Who am I kidding, though? The AI assistants/agents are going to be writing whatever manifests are necessary to run more AI, so it'll be a negligible increase in effort to do both.

> If something is Interfacing with an Application, and that something is another Application instead of a human, that means the interaction is happening via an Application Interface

My point is, the applications have been (until recently) predominantly written by humans. API is the interface developers use through the code they write. Just like a UI can be better or worse, so can API: it might be concise, expressive, consistent – or verbose, clunky and completely unpredictable. Just like in UI you don’t want to click through dozens of submenus, in API you don’t want to make a dozen of calls to do something simple. It’s way more similar than you think!

Now where MCP fits in here is a whole other question...

Why not JSON/XML?

{"action": "create_directory", "value": "foobar/assets/"} is 15 tokens whereas create_directory("foobar/assets/") is 7 tokens. It's not the exact format, but you get the idea.

It's not just about cost, higher tokens also result in lower performance. It's as hard for the LLM to read this as it is for you to read it.

I did some experiments with protocols last year. YAML was the most efficient one by a large margin, and yet it often made mistakes. Half the output layer code is dedicated to fixing common mistakes in formatting, like when it forgets to put in a dash or merges one parameter with another. We had 2/3 of the input prompt dedicated to explaining the spec and giving examples. It's definitely not trivial.

Exercise data:
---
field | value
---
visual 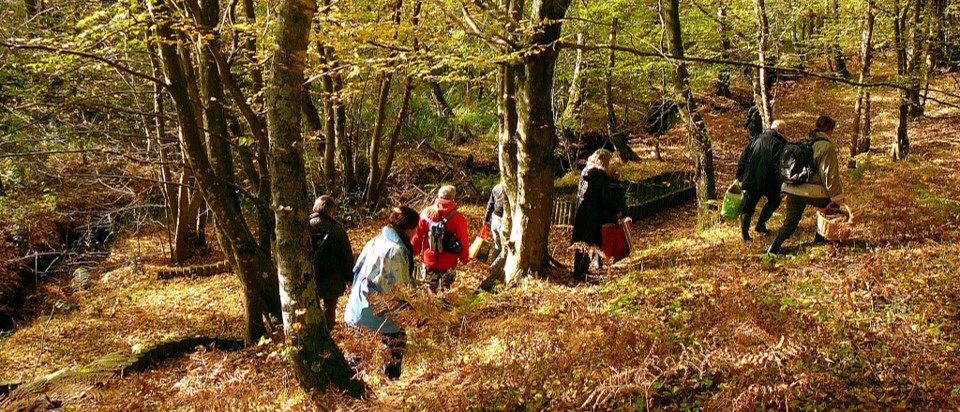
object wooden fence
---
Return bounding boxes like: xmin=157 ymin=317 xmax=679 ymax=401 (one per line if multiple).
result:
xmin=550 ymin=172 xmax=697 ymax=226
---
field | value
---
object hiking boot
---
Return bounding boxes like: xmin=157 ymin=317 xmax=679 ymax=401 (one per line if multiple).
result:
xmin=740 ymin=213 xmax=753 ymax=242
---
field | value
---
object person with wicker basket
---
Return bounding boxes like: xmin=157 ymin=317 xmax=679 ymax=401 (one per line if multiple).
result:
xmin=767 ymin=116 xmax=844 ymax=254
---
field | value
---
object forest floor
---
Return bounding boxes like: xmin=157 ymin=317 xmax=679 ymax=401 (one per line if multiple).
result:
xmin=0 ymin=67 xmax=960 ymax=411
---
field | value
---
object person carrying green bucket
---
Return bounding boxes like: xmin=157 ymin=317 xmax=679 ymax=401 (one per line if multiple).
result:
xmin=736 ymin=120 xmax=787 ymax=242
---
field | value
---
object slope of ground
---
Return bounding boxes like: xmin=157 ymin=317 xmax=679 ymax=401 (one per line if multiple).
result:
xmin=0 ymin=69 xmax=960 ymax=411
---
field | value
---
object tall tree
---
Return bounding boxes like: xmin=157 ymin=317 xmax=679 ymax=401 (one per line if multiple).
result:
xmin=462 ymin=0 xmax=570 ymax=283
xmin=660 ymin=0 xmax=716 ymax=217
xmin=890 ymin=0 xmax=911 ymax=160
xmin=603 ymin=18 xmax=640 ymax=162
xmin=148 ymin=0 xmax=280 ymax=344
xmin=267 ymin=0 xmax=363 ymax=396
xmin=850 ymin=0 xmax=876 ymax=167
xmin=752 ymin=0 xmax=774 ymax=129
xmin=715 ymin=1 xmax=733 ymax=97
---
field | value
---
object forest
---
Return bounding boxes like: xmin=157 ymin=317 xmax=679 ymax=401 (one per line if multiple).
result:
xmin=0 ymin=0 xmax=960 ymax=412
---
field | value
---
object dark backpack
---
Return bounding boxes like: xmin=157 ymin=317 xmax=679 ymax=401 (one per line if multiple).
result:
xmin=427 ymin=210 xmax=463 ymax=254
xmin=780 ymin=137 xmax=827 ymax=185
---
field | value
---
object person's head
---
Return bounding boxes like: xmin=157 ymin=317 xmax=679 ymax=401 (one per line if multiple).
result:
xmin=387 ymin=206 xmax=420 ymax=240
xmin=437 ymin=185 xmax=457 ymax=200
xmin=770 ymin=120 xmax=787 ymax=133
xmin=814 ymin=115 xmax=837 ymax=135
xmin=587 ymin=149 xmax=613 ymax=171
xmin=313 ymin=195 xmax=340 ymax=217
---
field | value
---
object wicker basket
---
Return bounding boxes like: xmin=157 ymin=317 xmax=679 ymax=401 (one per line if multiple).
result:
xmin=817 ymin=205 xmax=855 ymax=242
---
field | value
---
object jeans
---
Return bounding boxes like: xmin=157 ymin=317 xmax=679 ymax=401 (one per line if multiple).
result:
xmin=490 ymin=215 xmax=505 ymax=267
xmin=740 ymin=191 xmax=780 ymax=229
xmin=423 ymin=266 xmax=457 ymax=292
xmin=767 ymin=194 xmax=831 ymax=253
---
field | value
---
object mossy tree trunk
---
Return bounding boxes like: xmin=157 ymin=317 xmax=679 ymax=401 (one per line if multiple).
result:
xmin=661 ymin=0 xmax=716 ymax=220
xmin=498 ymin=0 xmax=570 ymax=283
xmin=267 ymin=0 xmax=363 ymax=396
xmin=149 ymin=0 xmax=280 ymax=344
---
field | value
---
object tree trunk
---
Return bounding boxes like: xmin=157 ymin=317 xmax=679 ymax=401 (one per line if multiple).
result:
* * *
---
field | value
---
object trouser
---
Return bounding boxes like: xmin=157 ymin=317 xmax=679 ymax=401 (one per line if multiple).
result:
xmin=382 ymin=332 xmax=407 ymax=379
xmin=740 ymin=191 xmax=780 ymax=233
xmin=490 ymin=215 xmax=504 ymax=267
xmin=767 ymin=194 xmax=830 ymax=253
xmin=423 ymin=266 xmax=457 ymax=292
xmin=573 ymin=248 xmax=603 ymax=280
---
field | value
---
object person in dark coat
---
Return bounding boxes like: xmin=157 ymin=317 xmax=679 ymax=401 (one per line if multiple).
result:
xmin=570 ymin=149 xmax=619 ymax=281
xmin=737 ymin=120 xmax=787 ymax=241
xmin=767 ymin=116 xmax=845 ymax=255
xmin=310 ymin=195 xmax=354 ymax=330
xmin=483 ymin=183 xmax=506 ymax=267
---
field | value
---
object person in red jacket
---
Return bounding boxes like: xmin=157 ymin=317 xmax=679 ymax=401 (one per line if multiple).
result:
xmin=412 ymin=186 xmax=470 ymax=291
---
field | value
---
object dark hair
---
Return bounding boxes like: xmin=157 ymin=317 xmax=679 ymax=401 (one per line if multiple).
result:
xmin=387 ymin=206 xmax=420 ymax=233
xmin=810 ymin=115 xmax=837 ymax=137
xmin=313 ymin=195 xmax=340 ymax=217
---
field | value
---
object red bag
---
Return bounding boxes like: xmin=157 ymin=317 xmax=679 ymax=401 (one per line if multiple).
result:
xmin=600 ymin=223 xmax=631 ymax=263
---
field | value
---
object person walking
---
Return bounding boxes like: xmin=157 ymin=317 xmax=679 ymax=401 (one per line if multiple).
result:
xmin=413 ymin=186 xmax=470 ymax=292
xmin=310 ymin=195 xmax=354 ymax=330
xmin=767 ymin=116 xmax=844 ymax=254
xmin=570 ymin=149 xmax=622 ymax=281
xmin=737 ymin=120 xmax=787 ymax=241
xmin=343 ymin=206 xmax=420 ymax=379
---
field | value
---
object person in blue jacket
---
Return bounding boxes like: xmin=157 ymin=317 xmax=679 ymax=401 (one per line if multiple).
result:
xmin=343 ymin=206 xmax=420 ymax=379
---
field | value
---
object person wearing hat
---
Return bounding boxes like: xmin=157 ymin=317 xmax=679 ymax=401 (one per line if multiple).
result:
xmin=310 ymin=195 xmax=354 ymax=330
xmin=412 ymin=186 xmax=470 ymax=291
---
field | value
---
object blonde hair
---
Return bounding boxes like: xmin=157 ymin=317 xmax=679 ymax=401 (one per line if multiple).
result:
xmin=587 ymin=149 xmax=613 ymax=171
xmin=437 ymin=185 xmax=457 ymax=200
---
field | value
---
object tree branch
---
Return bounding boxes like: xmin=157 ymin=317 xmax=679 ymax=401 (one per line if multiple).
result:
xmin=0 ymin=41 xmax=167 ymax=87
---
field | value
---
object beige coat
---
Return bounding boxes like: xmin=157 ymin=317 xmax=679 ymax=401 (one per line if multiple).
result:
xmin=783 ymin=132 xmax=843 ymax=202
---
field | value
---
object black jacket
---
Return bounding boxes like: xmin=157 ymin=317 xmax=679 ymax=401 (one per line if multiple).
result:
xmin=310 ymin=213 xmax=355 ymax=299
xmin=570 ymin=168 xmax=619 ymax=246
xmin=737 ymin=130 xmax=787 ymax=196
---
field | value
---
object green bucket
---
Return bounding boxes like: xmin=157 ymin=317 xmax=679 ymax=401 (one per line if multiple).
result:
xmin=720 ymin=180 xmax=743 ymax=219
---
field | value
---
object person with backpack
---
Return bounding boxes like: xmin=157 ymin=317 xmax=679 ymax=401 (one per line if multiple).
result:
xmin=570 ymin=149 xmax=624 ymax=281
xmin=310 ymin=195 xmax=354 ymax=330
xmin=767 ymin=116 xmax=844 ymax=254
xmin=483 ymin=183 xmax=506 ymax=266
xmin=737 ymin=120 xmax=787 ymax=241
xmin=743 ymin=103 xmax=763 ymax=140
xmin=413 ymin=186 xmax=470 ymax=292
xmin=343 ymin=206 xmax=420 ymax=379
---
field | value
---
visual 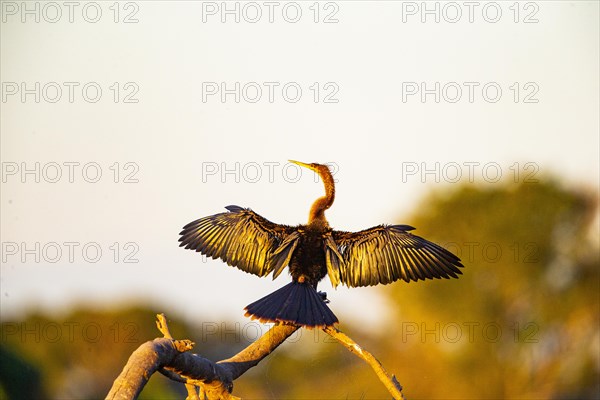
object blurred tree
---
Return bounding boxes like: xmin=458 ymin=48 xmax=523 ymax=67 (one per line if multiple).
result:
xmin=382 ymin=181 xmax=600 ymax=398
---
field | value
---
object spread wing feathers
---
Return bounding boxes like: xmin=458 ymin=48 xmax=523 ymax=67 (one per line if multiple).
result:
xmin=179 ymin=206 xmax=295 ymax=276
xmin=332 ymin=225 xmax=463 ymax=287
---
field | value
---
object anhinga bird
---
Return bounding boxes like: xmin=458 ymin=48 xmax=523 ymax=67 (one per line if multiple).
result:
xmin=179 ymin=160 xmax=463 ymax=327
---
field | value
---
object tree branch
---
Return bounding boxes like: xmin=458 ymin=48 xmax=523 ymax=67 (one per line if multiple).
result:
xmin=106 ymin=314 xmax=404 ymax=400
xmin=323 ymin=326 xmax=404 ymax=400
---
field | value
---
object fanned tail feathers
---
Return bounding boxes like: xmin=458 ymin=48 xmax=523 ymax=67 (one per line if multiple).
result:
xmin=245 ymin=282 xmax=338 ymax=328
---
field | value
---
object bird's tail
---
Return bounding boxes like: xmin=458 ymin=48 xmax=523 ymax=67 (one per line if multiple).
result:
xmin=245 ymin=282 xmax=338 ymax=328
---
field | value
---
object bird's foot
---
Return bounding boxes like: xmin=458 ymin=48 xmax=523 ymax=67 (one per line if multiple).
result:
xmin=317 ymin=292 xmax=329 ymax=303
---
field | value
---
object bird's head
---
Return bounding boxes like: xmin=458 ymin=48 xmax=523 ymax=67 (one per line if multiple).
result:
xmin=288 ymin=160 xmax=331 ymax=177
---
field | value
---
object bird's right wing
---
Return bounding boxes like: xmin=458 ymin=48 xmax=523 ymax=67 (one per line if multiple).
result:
==
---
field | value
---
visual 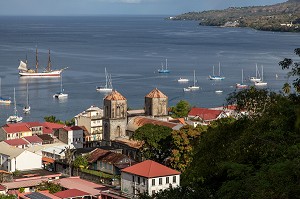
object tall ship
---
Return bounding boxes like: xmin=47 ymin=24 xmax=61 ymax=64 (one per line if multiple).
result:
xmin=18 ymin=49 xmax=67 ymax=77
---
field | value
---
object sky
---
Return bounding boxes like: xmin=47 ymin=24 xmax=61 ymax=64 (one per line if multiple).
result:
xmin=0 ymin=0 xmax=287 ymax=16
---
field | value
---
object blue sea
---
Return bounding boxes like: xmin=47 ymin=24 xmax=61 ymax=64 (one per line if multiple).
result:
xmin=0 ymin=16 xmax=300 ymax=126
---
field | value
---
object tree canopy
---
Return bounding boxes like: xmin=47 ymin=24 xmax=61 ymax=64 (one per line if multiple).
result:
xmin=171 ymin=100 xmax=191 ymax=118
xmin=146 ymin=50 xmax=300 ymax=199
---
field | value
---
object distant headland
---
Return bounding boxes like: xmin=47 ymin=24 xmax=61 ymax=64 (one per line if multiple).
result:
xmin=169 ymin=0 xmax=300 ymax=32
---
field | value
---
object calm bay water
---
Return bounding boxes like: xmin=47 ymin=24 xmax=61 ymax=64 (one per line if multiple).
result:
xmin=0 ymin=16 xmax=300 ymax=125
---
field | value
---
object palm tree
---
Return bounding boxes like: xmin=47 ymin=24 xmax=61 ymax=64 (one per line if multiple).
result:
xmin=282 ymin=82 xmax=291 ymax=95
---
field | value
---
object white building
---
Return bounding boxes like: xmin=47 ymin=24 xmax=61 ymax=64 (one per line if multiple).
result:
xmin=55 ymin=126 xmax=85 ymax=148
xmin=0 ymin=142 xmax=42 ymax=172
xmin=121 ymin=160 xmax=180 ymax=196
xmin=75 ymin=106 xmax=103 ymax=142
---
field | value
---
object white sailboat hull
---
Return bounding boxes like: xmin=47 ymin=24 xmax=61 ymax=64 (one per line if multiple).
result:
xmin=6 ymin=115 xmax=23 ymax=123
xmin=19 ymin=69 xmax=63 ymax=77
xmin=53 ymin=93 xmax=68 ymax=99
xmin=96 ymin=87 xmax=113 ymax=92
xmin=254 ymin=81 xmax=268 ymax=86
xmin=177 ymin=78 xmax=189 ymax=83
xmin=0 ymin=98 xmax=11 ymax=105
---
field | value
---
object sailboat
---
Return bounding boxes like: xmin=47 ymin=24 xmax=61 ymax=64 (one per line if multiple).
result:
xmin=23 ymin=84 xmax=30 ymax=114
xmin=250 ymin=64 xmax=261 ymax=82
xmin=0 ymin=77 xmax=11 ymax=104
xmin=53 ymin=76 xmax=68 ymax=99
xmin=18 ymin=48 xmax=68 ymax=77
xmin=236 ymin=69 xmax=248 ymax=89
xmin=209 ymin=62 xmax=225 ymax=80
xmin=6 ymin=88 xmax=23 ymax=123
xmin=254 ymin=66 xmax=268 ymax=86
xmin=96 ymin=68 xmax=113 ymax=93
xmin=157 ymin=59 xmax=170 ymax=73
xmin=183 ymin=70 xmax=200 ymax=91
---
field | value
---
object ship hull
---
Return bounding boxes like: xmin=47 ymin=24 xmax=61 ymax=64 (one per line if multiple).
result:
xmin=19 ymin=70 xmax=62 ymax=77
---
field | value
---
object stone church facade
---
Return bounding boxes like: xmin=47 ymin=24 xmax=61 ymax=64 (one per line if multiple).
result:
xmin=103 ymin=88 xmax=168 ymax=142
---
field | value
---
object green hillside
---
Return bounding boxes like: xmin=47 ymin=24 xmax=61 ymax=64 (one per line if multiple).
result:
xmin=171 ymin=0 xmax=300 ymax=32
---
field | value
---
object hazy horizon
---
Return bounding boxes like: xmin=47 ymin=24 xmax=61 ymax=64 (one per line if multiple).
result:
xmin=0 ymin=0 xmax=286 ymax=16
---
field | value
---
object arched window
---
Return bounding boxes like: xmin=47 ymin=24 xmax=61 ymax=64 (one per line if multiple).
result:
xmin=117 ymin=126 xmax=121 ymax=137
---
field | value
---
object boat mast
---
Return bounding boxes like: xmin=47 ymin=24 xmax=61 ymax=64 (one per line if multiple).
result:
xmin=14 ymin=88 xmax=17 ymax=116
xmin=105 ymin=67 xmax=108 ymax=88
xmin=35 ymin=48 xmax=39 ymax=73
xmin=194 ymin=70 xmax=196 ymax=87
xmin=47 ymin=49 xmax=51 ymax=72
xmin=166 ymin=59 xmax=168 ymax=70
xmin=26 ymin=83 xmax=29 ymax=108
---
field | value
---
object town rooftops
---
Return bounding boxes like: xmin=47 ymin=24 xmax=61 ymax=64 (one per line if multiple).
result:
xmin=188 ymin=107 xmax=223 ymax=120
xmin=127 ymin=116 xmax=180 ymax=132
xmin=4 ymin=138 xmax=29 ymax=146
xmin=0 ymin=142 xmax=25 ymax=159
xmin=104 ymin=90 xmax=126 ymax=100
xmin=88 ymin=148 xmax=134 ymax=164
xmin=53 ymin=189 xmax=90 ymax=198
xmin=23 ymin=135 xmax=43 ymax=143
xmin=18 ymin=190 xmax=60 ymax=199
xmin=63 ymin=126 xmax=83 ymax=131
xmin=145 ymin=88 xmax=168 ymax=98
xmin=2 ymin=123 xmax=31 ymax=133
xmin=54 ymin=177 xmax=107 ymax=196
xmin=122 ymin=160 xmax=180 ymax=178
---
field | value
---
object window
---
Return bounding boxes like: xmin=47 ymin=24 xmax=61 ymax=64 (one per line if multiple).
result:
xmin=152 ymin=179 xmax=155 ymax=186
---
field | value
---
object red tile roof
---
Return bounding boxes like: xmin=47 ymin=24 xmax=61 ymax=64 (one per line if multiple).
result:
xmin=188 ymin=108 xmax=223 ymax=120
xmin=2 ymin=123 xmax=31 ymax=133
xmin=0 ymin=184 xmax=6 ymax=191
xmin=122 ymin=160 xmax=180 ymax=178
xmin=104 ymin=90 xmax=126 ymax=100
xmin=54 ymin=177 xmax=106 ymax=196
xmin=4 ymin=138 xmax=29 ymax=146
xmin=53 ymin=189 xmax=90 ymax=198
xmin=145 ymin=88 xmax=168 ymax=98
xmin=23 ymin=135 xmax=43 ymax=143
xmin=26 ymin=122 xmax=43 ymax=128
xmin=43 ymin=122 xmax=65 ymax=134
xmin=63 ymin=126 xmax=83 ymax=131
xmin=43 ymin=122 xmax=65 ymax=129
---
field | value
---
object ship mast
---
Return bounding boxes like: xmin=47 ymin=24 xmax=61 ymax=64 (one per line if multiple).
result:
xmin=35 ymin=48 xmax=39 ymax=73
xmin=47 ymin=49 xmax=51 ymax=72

Requirement A:
Reproduce the forum excerpt between "Now where MCP" and "definitely not trivial.", inclusive.
Requirement B:
Answer from the forum excerpt:
(i) How many tokens does the JSON version of the create_directory call take?
(ii) Which format was the most efficient in the experiments with protocols?
(iii) What fraction of the input prompt went to explaining the spec and giving examples?
Requirement C:
List every quality that the forum excerpt says an API might have, whether good or bad.

Your solution A:
Now where MCP fits in here is a whole other question...

Why not JSON/XML?

{"action": "create_directory", "value": "foobar/assets/"} is 15 tokens whereas create_directory("foobar/assets/") is 7 tokens. It's not the exact format, but you get the idea.

It's not just about cost, higher tokens also result in lower performance. It's as hard for the LLM to read this as it is for you to read it.

I did some experiments with protocols last year. YAML was the most efficient one by a large margin, and yet it often made mistakes. Half the output layer code is dedicated to fixing common mistakes in formatting, like when it forgets to put in a dash or merges one parameter with another. We had 2/3 of the input prompt dedicated to explaining the spec and giving examples. It's definitely not trivial.

Your solution B:
(i) 15 tokens
(ii) YAML
(iii) 2/3

Your solution C:
concise, expressive, consistent, verbose, clunky, completely unpredictable